- _READING PASSAGE_:
════

While Digital Realty and the project team excluded direct-control functionality from its DCIM requirements, they saw that real-time data collection and analytics could be beneficial to various control-system schemas within the data center environment. Because of this potential benefit, the project team took great care to allow for seamless data exchange between the core database platform and other systems. This feature will enable the DCIM platform to exchange data with discrete control subsystems in situations where the function would be beneficial. Further, making the DCIM a true browser-based application would allow authorized users to call up any web-accessible control system or device from within the application. These users could then key in the additional security credentials of that system and have full access to it from within the DCIM platform. Digital Realty believes this strategy fully leverages the data without compromising security.

The Challenge of Data Scale
Managing the volume of data generated by a DCIM is among the most misunderstood areas of DCIM development and application. A DCIM platform collects, analyzes and stores a truly immense volume of data. Even a relatively small data center generates staggering amounts of information—billions of annual data transactions—that few systems can adequately support. By contrast, most building management systems (BMS) have very limited capability to manage significant amounts of historical data for the purposes of defining ongoing operational performance and trends.

════

- _DIRECTION A_:
According to the DCIM passage, how many data transactions does even a relatively small data center generate each year?
- _DIRECTION B_:
Continue the DCIM passage from the point where it stops.

- _Stored items_:
════

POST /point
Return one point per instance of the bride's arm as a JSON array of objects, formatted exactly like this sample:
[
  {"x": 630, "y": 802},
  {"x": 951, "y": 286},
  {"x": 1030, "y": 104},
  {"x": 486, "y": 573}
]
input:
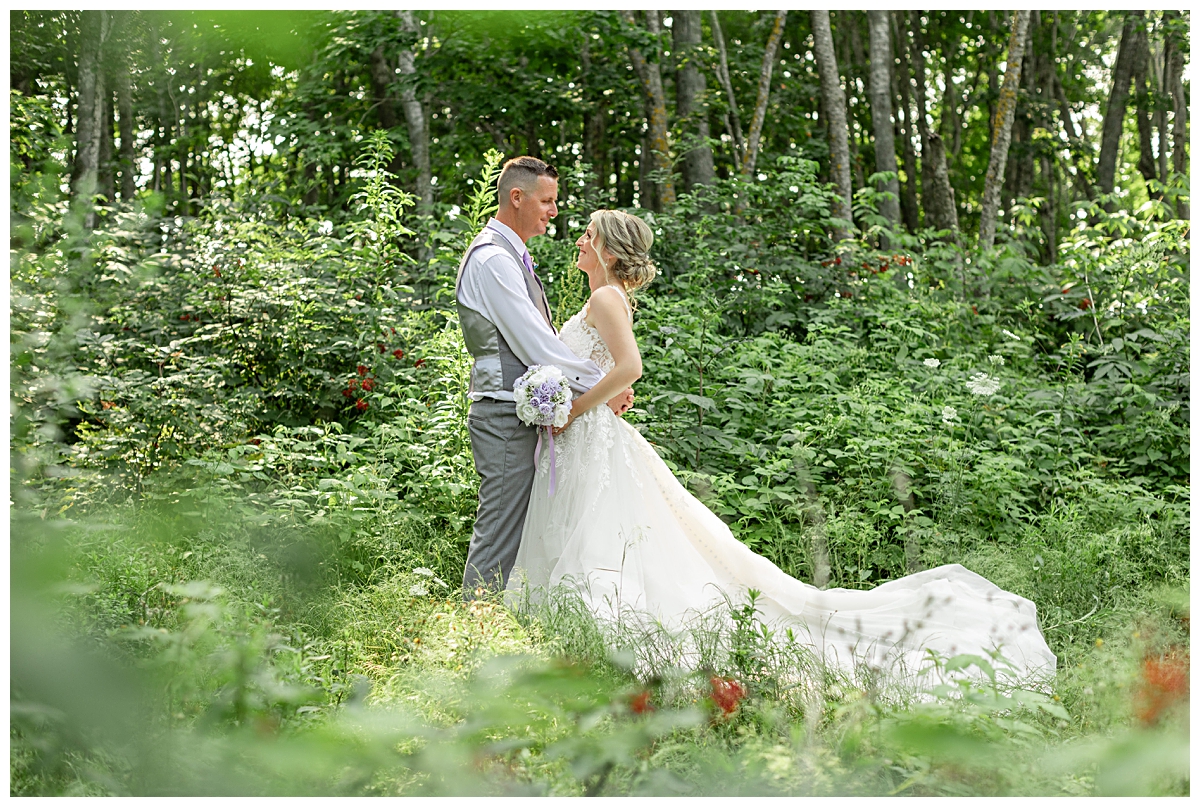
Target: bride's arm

════

- _REPLY A_:
Billions of annual data transactions.

- _REPLY B_:
Consider a data center with a 10,000-ft2 data hall and a traditional BMS that monitors a few thousand data points associated mainly with the mechanical and electrical infrastructure. This system communicates in near real time with devices in the data center to provide control- and alarm-monitoring functions. However, the information streams are rarely collected. Instead they are discarded after being acted on. Most of the time, in fact, the information never leaves the various controllers distributed throughout the facility. Data are collected and stored at the server for a period of time only when an operator chooses to manually initiate a trend routine.

If the facility operators were to add an effective DCIM to the facility, it would be able to collect much more data. In addition to the mechanical and electrical data, the DCIM could collect power and cooling data at the IT rack level and for each power circuit supporting the IT devices. The DCIM could also include detailed information about the IT devices installed in the racks. Depending on the type and amount desired, data collection could easily required 10,000 points.

But the challenge facing this facility operator is even more complex. In order to evaluate performance trends, all the data would need to be collected, analyzed and stored for future reference. If the DCIM were to collect and store a value for each data point for each minute of operation, it would have more than five billion transactions per year. And this would be just the data coming in. Once collected, the five billion transactions would have to be sorted, combined and analyzed to produce meaningful output. Few, if any, of the existing technologies installed in a typical data center have the ability to manage this volume of information. In the real world, Digital Realty is trying to accomplish this same goal across its entire global portfolio.

The Three Silos of DCIM
As Digital Realty’s project team examined the process of developing a DCIM platform, it found that the challenge included three distinct silos of data functionality: the engine for collection, the logical structures for analysis and the reporting interface.

Figure 1. Digital Realty’s view of the DCIM stack.

Figure 1. Digital Realty’s view of the DCIM stack.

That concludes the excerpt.